→ **Your goal**: Each line from the one containing "of the railway" through the final line of the records is to be repeated exactly, with no additions.

** Opening Data section block **

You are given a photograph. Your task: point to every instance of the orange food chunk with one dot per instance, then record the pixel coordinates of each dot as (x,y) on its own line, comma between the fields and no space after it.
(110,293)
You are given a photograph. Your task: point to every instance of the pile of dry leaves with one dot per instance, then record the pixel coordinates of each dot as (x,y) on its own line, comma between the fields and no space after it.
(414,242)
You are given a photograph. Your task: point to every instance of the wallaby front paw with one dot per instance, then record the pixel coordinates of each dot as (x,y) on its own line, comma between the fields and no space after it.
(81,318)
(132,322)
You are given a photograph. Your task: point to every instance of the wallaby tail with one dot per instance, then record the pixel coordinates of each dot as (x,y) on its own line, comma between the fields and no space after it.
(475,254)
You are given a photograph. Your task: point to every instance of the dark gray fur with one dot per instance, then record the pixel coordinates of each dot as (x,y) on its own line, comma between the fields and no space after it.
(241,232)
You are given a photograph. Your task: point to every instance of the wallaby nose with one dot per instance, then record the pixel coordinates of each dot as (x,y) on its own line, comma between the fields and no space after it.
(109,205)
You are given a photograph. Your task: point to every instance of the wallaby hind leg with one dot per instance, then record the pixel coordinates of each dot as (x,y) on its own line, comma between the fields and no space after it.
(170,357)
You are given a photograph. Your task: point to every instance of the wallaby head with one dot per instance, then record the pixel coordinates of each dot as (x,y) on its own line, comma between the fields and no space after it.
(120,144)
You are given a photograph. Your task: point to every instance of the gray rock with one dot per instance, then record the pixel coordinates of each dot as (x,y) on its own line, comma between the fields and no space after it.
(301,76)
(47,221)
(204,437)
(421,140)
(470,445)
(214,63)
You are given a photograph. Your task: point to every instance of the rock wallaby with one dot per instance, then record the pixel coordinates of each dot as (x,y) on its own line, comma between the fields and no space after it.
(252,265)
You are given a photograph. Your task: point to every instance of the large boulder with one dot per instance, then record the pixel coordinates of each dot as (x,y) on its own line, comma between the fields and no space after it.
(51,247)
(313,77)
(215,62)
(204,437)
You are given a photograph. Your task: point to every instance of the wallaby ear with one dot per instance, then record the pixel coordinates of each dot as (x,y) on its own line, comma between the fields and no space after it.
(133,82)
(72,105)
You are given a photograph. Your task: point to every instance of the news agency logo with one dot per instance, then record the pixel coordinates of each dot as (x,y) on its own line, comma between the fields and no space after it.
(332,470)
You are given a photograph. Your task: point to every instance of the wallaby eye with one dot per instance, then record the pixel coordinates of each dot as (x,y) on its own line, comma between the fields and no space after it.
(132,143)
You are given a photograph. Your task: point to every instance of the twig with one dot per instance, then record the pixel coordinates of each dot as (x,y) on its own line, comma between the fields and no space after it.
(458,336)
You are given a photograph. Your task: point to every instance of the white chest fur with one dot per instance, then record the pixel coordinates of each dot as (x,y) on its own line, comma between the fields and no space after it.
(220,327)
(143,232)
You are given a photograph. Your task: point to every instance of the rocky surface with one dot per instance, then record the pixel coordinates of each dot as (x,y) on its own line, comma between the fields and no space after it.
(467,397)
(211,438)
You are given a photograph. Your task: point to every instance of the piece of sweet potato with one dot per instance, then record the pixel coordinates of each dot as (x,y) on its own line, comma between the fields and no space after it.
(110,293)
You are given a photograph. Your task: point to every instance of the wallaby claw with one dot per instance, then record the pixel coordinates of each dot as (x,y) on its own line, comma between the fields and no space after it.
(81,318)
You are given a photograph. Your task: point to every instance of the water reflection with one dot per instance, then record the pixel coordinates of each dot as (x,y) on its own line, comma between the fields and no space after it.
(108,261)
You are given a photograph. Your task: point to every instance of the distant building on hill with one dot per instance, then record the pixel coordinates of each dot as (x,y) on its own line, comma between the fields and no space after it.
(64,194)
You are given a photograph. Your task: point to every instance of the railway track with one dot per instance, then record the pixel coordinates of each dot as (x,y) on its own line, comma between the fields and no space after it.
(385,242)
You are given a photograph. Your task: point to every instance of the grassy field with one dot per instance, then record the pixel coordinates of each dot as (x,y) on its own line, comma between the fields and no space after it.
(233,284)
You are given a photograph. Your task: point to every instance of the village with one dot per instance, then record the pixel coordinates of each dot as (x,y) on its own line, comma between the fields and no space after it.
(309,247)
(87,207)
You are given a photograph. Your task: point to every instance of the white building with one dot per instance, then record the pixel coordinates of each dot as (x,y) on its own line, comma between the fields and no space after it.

** Closing Data section block **

→ **Result of the exercise**:
You are given a photograph. Your task: point to every instance of the railway track with one dot per instance, then record the pixel coordinates of each dot as (x,y) on its own line, comma between the fields and no space after it.
(385,242)
You are given a photograph. Your task: point to every instance of the grassy field with one dot per instance, then record the pixel coordinates of each dot as (x,y) on its own line, comma between the fields and no space after it.
(233,284)
You are given a photograph. Your task: point to every instance of the village with one dot per instance, then record the pixel coordinates of each dot as (x,y) on its own line, comma between the fields and no space after it.
(309,247)
(87,207)
You are given a photograph. Your task: point to every instance of the white building with one dot per instance, then record the pixel coordinates of each dot as (x,y) on its own line, comma between the fields and no space after it.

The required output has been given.